### EXERCISE
The line containing "37L500 100L490 360L578" marks the end; write out exactly every line from the start of the data up to and including it, without the pictures.

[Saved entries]
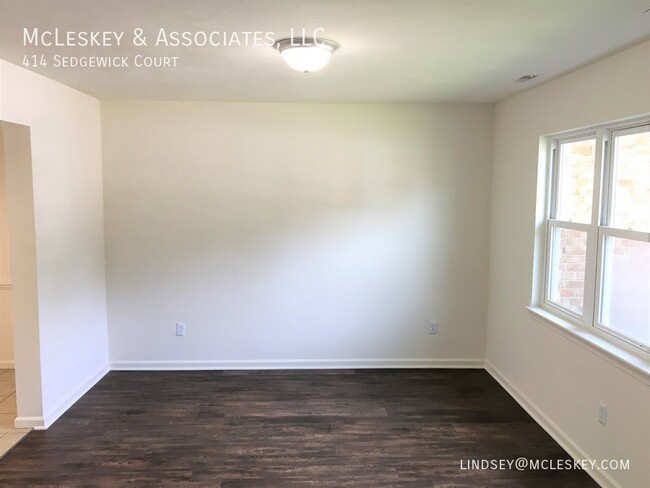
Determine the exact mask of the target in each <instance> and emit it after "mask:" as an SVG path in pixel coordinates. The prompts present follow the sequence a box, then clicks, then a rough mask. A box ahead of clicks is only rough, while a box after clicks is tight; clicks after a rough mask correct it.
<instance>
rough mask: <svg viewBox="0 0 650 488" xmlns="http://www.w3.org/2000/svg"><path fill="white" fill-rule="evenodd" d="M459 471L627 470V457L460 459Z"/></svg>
mask: <svg viewBox="0 0 650 488" xmlns="http://www.w3.org/2000/svg"><path fill="white" fill-rule="evenodd" d="M460 469H461V471H497V470H513V469H515V470H517V471H528V470H530V471H569V470H574V469H581V470H597V471H617V470H621V471H629V469H630V460H629V459H601V460H595V459H570V458H567V459H531V458H526V457H518V458H516V459H461V460H460Z"/></svg>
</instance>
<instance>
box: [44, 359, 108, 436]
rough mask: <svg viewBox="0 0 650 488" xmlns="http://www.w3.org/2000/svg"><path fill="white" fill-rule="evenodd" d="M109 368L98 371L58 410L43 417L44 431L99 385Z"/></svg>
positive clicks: (103, 368)
mask: <svg viewBox="0 0 650 488" xmlns="http://www.w3.org/2000/svg"><path fill="white" fill-rule="evenodd" d="M109 371H110V370H109V368H108V366H103V367H102V368H101V369H100V370H99V371H97V372H96V373H95V374H94V375H93V376H92V377H91V378H90V379H89V380H88V381H86V382H85V383H84V384H83V385H81V386H80V387H79V388H77V390H75V391H74V392H73V393H72V394H71V395H70V396H68V398H66V399H65V400H64V401H62V402H61V403H60V404H59V405H58V406H57V407H56V408H53V409H52V410H50V411H49V412H48V413H46V414H45V415H44V416H43V427H40V428H43V429H47V428H48V427H49V426H50V425H52V424H53V423H54V422H56V420H57V419H58V418H59V417H60V416H61V415H63V414H64V413H65V411H66V410H68V409H69V408H70V407H71V406H72V405H74V404H75V402H76V401H77V400H79V399H80V398H81V397H82V396H84V395H85V394H86V393H87V392H88V390H90V389H91V388H92V387H93V386H95V385H96V384H97V382H98V381H99V380H101V379H102V378H103V377H104V376H106V374H107V373H108V372H109ZM32 427H34V429H39V427H36V426H32Z"/></svg>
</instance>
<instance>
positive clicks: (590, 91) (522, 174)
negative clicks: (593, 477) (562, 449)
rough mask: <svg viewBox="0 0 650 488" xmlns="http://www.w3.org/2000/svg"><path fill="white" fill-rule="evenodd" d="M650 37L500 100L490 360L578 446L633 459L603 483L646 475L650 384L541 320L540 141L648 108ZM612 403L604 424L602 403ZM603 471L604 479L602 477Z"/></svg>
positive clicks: (490, 259) (595, 456)
mask: <svg viewBox="0 0 650 488" xmlns="http://www.w3.org/2000/svg"><path fill="white" fill-rule="evenodd" d="M649 87H650V42H646V43H644V44H641V45H638V46H636V47H634V48H632V49H629V50H627V51H624V52H622V53H620V54H617V55H615V56H612V57H610V58H607V59H605V60H603V61H601V62H599V63H596V64H593V65H591V66H588V67H586V68H583V69H581V70H579V71H576V72H574V73H572V74H570V75H568V76H565V77H564V78H561V79H558V80H555V81H553V82H550V83H548V84H545V85H542V86H541V87H539V88H536V89H533V90H531V91H528V92H526V93H524V94H522V95H520V96H517V97H514V98H511V99H509V100H506V101H504V102H502V103H500V104H498V105H497V107H496V121H495V142H494V145H495V149H494V169H493V173H492V216H491V230H490V232H491V246H490V285H489V289H490V300H489V314H488V349H487V361H488V364H490V365H491V366H492V367H493V368H494V369H495V370H496V371H497V372H498V373H499V374H500V375H501V376H502V377H503V378H504V379H505V380H506V381H507V382H508V383H509V384H510V385H511V386H512V387H514V388H515V389H517V390H518V391H519V393H520V394H521V395H523V396H524V397H526V398H527V399H528V400H529V401H530V403H531V405H533V406H534V408H535V409H536V410H537V411H538V412H539V413H540V414H541V416H543V417H544V420H545V421H546V426H547V427H548V426H549V425H550V426H552V427H553V426H554V427H553V428H555V429H556V432H557V433H559V435H560V436H564V437H565V440H566V441H567V442H566V444H568V445H569V446H570V447H572V449H573V454H576V453H577V454H579V457H586V456H588V457H589V458H592V459H611V458H616V459H630V462H631V466H632V469H631V470H630V471H610V472H608V473H605V474H606V475H608V476H609V480H607V479H605V482H607V483H611V484H614V485H616V484H618V485H620V486H629V487H636V486H639V487H640V486H646V485H647V481H648V479H650V465H649V464H648V452H650V436H648V433H649V432H650V415H649V414H648V412H650V389H649V388H648V380H647V376H646V378H645V379H643V377H642V376H641V377H640V376H638V375H634V374H631V373H630V372H629V371H628V370H626V369H625V368H622V367H619V366H618V365H617V364H616V363H615V362H614V363H612V362H610V361H609V360H607V359H606V357H605V356H603V355H599V354H597V353H596V352H595V351H594V350H593V349H590V348H586V347H583V346H582V345H581V343H580V342H579V341H574V340H571V339H570V338H568V337H567V336H565V335H563V334H560V333H558V332H557V331H556V330H554V329H553V328H552V327H551V328H549V327H548V326H546V325H544V323H542V322H540V321H539V320H535V319H533V318H532V316H531V315H530V314H529V312H528V311H527V310H526V309H525V307H526V305H529V304H530V301H531V295H532V291H531V286H532V274H533V243H534V241H535V203H536V202H535V195H536V189H537V170H538V167H537V162H538V150H539V138H540V136H542V135H544V134H549V133H552V132H556V131H561V130H565V129H571V128H578V127H582V126H587V125H591V124H596V123H600V122H605V121H609V120H614V119H618V118H622V117H629V116H633V115H637V114H640V113H648V112H650V89H649ZM599 402H604V403H606V404H607V405H608V407H609V417H608V425H607V427H603V426H602V425H600V424H599V423H598V404H599ZM603 479H604V478H601V480H603Z"/></svg>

### TASK OUTPUT
Determine the exact mask of the target in each <instance> and emit it after "mask:" as an SVG path in pixel coordinates. The prompts present follow the sequence a box, then clicks, then a rough mask. A box ahead of clicks is only rough, while a box after clicks is tight; clicks after a rough mask correct it.
<instance>
rough mask: <svg viewBox="0 0 650 488" xmlns="http://www.w3.org/2000/svg"><path fill="white" fill-rule="evenodd" d="M459 471L627 470V457L460 459Z"/></svg>
mask: <svg viewBox="0 0 650 488" xmlns="http://www.w3.org/2000/svg"><path fill="white" fill-rule="evenodd" d="M460 469H461V471H497V470H513V469H515V470H517V471H528V470H530V471H569V470H574V469H581V470H597V471H617V470H621V471H629V469H630V460H629V459H601V460H595V459H570V458H567V459H531V458H526V457H518V458H516V459H461V460H460Z"/></svg>
</instance>
<instance>
box: [44, 359, 108, 436]
rough mask: <svg viewBox="0 0 650 488" xmlns="http://www.w3.org/2000/svg"><path fill="white" fill-rule="evenodd" d="M109 368L98 371L58 410L43 417L44 431L99 385Z"/></svg>
positive clicks: (103, 368)
mask: <svg viewBox="0 0 650 488" xmlns="http://www.w3.org/2000/svg"><path fill="white" fill-rule="evenodd" d="M109 371H110V370H109V368H108V366H103V367H102V368H101V369H100V370H99V371H97V372H96V373H95V374H94V375H93V376H92V377H91V378H90V379H89V380H88V381H86V382H85V383H84V384H83V385H81V386H80V387H79V388H77V390H75V391H74V392H73V393H72V394H71V395H70V396H68V398H66V399H65V400H64V401H62V402H61V403H60V404H59V405H58V406H57V407H56V408H53V409H52V410H50V411H49V412H48V413H46V414H45V415H44V416H43V427H40V428H43V429H47V428H48V427H49V426H50V425H52V424H53V423H54V422H56V420H57V419H58V418H59V417H60V416H61V415H63V414H64V413H65V411H66V410H68V409H69V408H70V407H71V406H72V405H74V404H75V402H76V401H77V400H79V399H80V398H81V397H82V396H84V395H85V394H86V393H87V392H88V390H90V389H91V388H92V387H93V386H95V385H96V384H97V382H98V381H99V380H101V379H102V378H103V377H104V376H106V374H107V373H108V372H109ZM32 427H34V429H39V427H36V426H32Z"/></svg>
</instance>
<instance>
positive clicks: (590, 91) (522, 174)
negative clicks: (593, 477) (562, 449)
rough mask: <svg viewBox="0 0 650 488" xmlns="http://www.w3.org/2000/svg"><path fill="white" fill-rule="evenodd" d="M650 37L500 100L490 360L578 446L633 459L603 483L646 475L650 384L541 320L540 141L648 108ZM612 403L604 424L602 403ZM603 471L604 479L602 477Z"/></svg>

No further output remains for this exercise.